- **Problem**
Reproduce all of the data, making sure that no line differs from the original.

══════

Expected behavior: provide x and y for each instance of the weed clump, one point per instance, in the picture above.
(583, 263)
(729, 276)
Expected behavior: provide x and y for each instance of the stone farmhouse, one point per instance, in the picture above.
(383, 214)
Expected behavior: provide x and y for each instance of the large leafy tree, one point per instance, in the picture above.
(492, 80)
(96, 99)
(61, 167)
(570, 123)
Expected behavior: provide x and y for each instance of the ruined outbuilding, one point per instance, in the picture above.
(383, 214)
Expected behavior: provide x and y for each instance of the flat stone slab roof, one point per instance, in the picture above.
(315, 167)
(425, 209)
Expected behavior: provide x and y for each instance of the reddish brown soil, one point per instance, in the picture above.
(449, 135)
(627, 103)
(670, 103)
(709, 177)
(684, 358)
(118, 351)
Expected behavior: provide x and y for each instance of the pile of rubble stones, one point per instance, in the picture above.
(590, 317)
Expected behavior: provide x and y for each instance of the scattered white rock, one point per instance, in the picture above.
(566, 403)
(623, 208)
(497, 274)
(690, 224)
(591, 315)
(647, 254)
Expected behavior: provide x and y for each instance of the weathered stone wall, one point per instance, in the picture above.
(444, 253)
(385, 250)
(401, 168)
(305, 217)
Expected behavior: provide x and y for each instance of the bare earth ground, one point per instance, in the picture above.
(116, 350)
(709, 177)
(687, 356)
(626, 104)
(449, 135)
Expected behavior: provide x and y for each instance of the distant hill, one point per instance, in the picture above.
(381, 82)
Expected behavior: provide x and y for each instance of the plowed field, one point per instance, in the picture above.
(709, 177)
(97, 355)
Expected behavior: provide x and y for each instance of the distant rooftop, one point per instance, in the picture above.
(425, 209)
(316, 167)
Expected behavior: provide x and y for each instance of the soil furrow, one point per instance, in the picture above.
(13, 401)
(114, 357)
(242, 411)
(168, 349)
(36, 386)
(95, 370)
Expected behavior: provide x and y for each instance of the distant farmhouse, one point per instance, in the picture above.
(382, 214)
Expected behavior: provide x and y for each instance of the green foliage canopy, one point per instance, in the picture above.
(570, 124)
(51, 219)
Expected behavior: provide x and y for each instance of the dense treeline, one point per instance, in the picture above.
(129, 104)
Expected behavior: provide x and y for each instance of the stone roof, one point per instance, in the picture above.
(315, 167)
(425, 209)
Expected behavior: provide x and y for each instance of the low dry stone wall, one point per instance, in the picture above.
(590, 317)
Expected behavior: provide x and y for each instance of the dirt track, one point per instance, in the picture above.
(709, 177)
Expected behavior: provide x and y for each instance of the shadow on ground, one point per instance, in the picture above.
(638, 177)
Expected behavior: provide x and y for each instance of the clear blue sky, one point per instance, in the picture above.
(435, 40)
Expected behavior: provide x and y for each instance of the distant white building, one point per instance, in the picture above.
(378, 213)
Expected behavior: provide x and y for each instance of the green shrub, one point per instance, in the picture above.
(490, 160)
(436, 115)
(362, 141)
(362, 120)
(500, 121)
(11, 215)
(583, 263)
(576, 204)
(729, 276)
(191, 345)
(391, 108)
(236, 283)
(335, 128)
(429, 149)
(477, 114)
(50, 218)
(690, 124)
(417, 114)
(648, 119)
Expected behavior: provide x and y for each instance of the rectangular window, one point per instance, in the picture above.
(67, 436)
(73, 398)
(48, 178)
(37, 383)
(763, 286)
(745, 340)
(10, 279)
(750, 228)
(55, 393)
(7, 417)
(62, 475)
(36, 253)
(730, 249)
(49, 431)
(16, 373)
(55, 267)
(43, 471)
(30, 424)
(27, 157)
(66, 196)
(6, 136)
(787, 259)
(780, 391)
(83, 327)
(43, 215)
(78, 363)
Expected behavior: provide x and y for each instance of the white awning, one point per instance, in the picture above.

══════

- **Response**
Expected behavior: provide x and y for each instance of the weed clump, one point per instance, in the picture above.
(583, 263)
(729, 276)
Expected behavior: provide x and y for each instance of the stone farmhouse, one point per instance, in the picture above.
(383, 214)
Expected behavior: provide x and y for each instance of the large leafy tree, one point per instance, in the picture above.
(492, 80)
(96, 99)
(61, 167)
(570, 123)
Expected behavior: provide x and y for each instance of the ruined outbuilding, one point per instance, in the picture above.
(383, 214)
Expected behavior: provide x and y for each instance of the flat stone slab roof, one point per instance, in the picture above.
(315, 167)
(425, 209)
Expected behavior: provide x and y for each instance of the reddish brown soil, one point per instance, in the picture above.
(449, 135)
(627, 103)
(670, 103)
(709, 177)
(684, 358)
(118, 351)
Expected behavior: provide x and y for each instance of the pile of rubble stones, one point per instance, in the picture above.
(590, 317)
Expected behavior: provide x and y for each instance of the scattered white rock, one point per instance, in the picture above.
(566, 403)
(623, 208)
(497, 274)
(690, 224)
(591, 315)
(647, 254)
Expected behavior: provide x and y for each instance of the weathered stone wall, one point per instance, in the picture above.
(444, 253)
(385, 250)
(401, 168)
(305, 217)
Expected behavior: provide x and y for each instance of the bare earth ground, one point per instance, in the picture above.
(116, 350)
(709, 177)
(687, 356)
(626, 104)
(449, 135)
Expected behavior: provide x and y for each instance of the distant hill, one point per instance, in the picture above.
(381, 82)
Expected behavior: provide x and y for each instance of the plowed field, one point per instance, in the picture above.
(709, 177)
(97, 355)
Expected behavior: provide x and y for each instance of the distant rooftop, one point per instance, in the picture above.
(425, 209)
(316, 167)
Expected behavior: provide x and y for each instance of the soil furrow, one point per instance, in the picture above.
(13, 401)
(114, 357)
(242, 411)
(168, 349)
(36, 386)
(95, 370)
Expected behavior: provide x and y for each instance of the distant farmhouse, one point per instance, in the picture above.
(382, 214)
Expected behavior: provide x and y for each instance of the green foliage canopy, one point per instance, in the picture above.
(570, 124)
(51, 219)
Expected behavior: provide x and y for each instance of the dense treeline, one point per instance, in the picture above.
(129, 104)
Expected behavior: provide x and y for each instance of the stone roof, one point per instance, in the picture above.
(315, 167)
(425, 209)
Expected behavior: provide x and y for each instance of the low dry stone wall, one point per instance, in the picture above.
(590, 317)
Expected behavior: provide x and y for each instance of the dirt track, one point per instance, in the picture above.
(709, 177)
Expected behavior: provide x and y for each instance of the shadow on ground, one point per instance, in the picture above.
(638, 177)
Expected behavior: provide x and y for each instance of the clear blue sky, one point per instance, in the picture above.
(435, 40)
Expected behavior: provide x and y for each instance of the distant white building, one point per instance, in the picture above.
(378, 213)
Expected behavior: provide x and y for each instance of the green shrub, one point per instance, in the picture above.
(490, 160)
(436, 115)
(362, 141)
(362, 120)
(500, 121)
(11, 215)
(583, 263)
(576, 204)
(729, 276)
(191, 345)
(391, 108)
(236, 283)
(335, 128)
(429, 149)
(477, 114)
(50, 218)
(690, 124)
(417, 114)
(648, 119)
Expected behavior: provide x and y for each instance of the rectangular window, one point per instance, in the picture above.
(67, 436)
(73, 398)
(48, 178)
(37, 383)
(763, 286)
(745, 340)
(10, 279)
(750, 228)
(55, 393)
(7, 417)
(62, 475)
(36, 253)
(730, 249)
(49, 431)
(16, 373)
(55, 267)
(43, 471)
(30, 424)
(27, 157)
(66, 196)
(6, 136)
(787, 259)
(780, 391)
(83, 327)
(43, 215)
(78, 363)
Expected behavior: provide x and y for each instance of the white awning, one point per instance, in the picture above.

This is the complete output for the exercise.